Quoted passage:
WWI Springfield Armory 1911 U.S. Army .45 ACP Semi-Auto Pistol, 1914 C&R

SOLD FOR: $3875

LSB#: 210801GC03

Make: Springfield Armory

Model: 1911

Serial Number: 75186

Year of Manufacture: 1914

Caliber: .45 ACP

Action Type: Single Action Semi-Auto with Removable Magazine

Markings: The left side of the slide is marked “PATENTED APR.20,1897 / SEPT.9,1902. DEC.19,1905.FEB.14,1911 / COLTS PT. F.A. MFG. CO.”, “SPRINGFIELD ARMORY / U.S.A.” and with a Flaming Bomb proof at the rear. The left of the frame is marked “UNITED STATES PROPERTY” and at the magazine release with a Flaming Bomb proof. The right side of the frame is marked “No 75186”. The right side of the slide is marked with an American Eagle Springfield logo and “MODEL OF 1911. U.S. ARMY.”. The bottom of the slide is marked “J”. The right barrel link lug is marked “K”, the bottom in front of the lugs is marked “5”, the top of the barrel hood is marked “H” and “P”. The following parts have a small “S” marked on them: Hammer, Slide Stop, Thumb Safety, Grip Safety, Trigger, and Firing Pin Stop.

Barrel Length: 5”

Tasks:
**1.** Check each statement against the pistol listing. For each, answer yes or no and quote the words of the listing that decide it.
(a) The pistol's serial number is 75186.
(b) The barrel is six inches long.
(c) The bottom of the slide bears the letter "K".
**2.** Name every part that the pistol listing says carries a small "S" mark.
**3.** Reproduce the pistol listing from "Action Type: Single" up to and including "Firing Pin Stop.", changing nothing.

Data:
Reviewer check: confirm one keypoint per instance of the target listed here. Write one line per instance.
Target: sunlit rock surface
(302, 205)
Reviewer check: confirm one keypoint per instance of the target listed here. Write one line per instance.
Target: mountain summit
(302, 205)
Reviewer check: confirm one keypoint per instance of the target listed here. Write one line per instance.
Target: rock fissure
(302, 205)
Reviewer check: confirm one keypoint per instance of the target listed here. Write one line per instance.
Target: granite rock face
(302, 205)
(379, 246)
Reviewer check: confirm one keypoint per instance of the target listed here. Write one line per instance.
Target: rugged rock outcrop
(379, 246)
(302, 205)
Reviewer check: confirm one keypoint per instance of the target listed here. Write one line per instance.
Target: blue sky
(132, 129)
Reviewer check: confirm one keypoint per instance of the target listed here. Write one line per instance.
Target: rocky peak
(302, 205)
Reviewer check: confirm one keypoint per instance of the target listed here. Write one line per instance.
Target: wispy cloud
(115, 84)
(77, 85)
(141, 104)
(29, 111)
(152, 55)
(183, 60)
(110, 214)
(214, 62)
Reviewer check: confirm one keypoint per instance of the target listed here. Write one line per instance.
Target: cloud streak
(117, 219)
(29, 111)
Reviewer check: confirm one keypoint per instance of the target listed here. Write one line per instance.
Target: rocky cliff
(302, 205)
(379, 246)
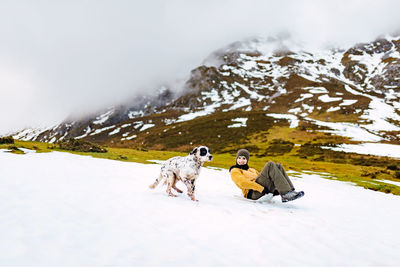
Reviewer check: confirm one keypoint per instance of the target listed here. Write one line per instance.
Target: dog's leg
(190, 184)
(157, 181)
(170, 182)
(174, 185)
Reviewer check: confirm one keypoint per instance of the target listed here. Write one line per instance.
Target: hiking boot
(291, 195)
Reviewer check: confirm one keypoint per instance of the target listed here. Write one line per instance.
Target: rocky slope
(249, 89)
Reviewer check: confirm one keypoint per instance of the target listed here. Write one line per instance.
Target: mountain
(246, 90)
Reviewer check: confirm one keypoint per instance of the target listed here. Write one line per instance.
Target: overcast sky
(59, 57)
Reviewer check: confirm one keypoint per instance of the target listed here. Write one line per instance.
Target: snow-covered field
(59, 209)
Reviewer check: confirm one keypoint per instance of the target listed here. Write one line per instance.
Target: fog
(63, 57)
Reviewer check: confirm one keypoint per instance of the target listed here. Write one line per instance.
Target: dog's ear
(194, 151)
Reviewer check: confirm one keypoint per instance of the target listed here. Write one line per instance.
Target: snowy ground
(59, 209)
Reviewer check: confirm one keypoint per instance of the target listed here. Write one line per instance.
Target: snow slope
(59, 209)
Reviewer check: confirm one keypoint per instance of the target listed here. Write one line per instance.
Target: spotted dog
(185, 169)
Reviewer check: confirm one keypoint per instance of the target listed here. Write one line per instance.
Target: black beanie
(243, 152)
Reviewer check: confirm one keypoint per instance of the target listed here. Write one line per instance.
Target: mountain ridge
(351, 93)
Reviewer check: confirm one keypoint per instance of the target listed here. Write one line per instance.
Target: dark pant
(274, 179)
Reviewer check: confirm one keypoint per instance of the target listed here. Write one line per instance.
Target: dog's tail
(156, 182)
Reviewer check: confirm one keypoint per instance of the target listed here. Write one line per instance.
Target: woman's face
(241, 160)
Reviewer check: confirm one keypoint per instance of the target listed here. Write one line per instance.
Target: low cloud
(60, 57)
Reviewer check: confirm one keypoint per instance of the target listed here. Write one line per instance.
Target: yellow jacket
(245, 180)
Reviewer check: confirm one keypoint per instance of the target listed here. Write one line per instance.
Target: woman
(272, 179)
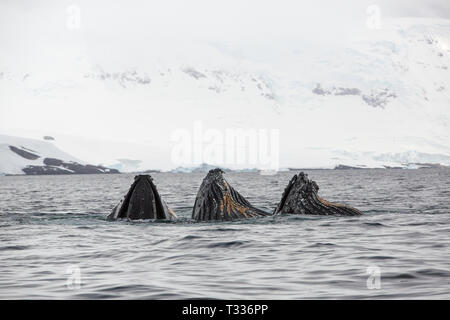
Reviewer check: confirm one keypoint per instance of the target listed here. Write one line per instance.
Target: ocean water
(56, 244)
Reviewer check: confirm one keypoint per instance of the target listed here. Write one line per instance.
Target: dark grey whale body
(301, 197)
(218, 200)
(142, 202)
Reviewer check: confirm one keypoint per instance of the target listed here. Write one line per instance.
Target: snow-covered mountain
(381, 98)
(29, 156)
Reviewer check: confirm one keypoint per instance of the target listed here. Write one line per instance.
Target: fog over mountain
(343, 83)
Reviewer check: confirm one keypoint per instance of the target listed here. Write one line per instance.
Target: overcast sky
(36, 36)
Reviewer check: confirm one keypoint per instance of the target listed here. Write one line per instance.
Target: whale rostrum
(142, 202)
(301, 197)
(218, 200)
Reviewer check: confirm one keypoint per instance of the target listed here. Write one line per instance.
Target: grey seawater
(52, 225)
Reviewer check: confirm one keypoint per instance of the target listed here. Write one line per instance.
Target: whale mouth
(218, 200)
(142, 202)
(301, 197)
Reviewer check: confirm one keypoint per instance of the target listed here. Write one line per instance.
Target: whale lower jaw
(142, 202)
(301, 197)
(217, 200)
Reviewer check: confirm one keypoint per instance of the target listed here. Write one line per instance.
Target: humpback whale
(300, 197)
(217, 200)
(142, 202)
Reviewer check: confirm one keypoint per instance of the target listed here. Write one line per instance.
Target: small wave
(228, 244)
(18, 247)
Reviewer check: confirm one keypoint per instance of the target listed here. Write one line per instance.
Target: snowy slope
(30, 156)
(381, 98)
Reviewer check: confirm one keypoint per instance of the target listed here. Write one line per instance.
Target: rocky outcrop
(56, 166)
(24, 152)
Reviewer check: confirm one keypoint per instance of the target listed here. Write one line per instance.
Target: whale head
(218, 200)
(142, 202)
(301, 197)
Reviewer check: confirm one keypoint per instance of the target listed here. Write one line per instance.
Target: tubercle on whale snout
(217, 200)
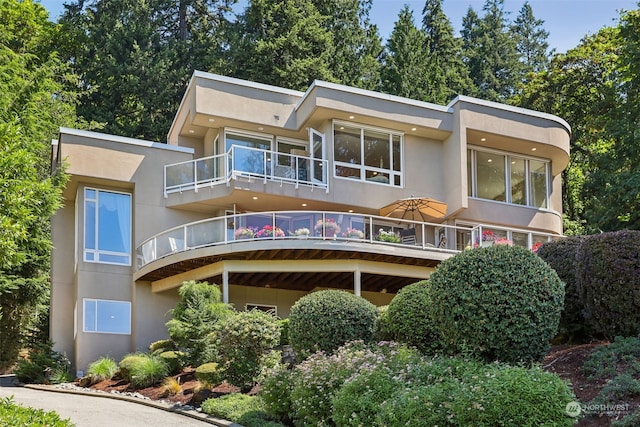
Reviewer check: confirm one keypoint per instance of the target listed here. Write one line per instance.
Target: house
(272, 193)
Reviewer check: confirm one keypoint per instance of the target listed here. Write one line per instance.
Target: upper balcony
(249, 162)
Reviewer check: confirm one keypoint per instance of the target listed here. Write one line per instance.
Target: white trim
(123, 140)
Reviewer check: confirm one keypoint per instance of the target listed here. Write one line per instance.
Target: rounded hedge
(499, 302)
(561, 256)
(324, 320)
(410, 318)
(608, 281)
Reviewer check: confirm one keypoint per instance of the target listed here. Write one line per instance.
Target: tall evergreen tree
(283, 43)
(404, 61)
(447, 75)
(135, 57)
(34, 103)
(490, 52)
(531, 41)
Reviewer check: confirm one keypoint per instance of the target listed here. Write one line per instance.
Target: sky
(567, 21)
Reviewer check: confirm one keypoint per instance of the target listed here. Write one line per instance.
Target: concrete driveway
(86, 410)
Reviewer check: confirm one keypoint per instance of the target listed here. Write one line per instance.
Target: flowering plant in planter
(329, 225)
(353, 233)
(387, 236)
(244, 233)
(270, 231)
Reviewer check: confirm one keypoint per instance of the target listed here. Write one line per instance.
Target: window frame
(97, 252)
(95, 320)
(367, 172)
(472, 161)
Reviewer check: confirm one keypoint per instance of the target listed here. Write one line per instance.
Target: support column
(225, 286)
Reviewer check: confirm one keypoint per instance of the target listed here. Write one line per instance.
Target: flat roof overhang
(296, 265)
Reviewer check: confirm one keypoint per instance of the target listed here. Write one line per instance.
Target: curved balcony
(310, 226)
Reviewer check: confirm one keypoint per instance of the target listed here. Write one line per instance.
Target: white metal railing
(318, 225)
(247, 162)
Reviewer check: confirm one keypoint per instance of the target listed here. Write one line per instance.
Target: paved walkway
(87, 409)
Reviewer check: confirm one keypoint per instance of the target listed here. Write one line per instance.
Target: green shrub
(608, 281)
(173, 359)
(622, 355)
(194, 318)
(319, 377)
(384, 331)
(357, 402)
(44, 366)
(325, 320)
(410, 318)
(143, 370)
(161, 346)
(16, 415)
(243, 341)
(499, 302)
(102, 369)
(497, 396)
(561, 256)
(284, 331)
(240, 408)
(209, 374)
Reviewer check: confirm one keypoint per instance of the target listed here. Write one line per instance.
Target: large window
(106, 316)
(367, 154)
(107, 227)
(507, 178)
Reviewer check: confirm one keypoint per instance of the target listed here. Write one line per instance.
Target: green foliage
(384, 330)
(143, 370)
(240, 408)
(358, 400)
(325, 320)
(622, 355)
(499, 302)
(607, 273)
(480, 395)
(102, 369)
(243, 341)
(175, 360)
(162, 346)
(16, 415)
(194, 318)
(561, 256)
(284, 331)
(410, 318)
(209, 374)
(44, 366)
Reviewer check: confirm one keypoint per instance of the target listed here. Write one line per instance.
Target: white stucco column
(225, 286)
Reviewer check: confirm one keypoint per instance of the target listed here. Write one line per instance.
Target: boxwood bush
(608, 281)
(499, 302)
(410, 318)
(244, 341)
(324, 320)
(561, 256)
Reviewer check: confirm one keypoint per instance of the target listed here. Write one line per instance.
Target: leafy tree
(283, 43)
(404, 59)
(33, 105)
(446, 74)
(490, 52)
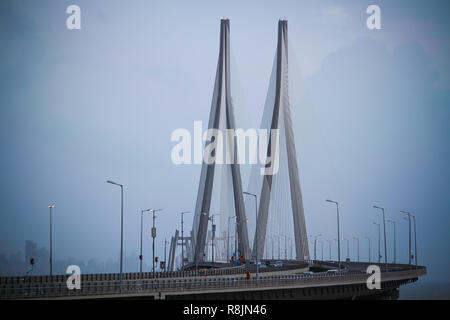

Solutions by task:
**1.**
(a) Yes: "Serial Number: 75186"
(b) No: "Barrel Length: 5”"
(c) No: "The bottom of the slide is marked “J”."

**2.** Hammer, Slide Stop, Thumb Safety, Grip Safety, Trigger, and Firing Pin Stop.

**3.**
Action Type: Single Action Semi-Auto with Removable Magazine

Markings: The left side of the slide is marked “PATENTED APR.20,1897 / SEPT.9,1902. DEC.19,1905.FEB.14,1911 / COLTS PT. F.A. MFG. CO.”, “SPRINGFIELD ARMORY / U.S.A.” and with a Flaming Bomb proof at the rear. The left of the frame is marked “UNITED STATES PROPERTY” and at the magazine release with a Flaming Bomb proof. The right side of the frame is marked “No 75186”. The right side of the slide is marked with an American Eagle Springfield logo and “MODEL OF 1911. U.S. ARMY.”. The bottom of the slide is marked “J”. The right barrel link lug is marked “K”, the bottom in front of the lugs is marked “5”, the top of the barrel hood is marked “H” and “P”. The following parts have a small “S” marked on them: Hammer, Slide Stop, Thumb Safety, Grip Safety, Trigger, and Firing Pin Stop.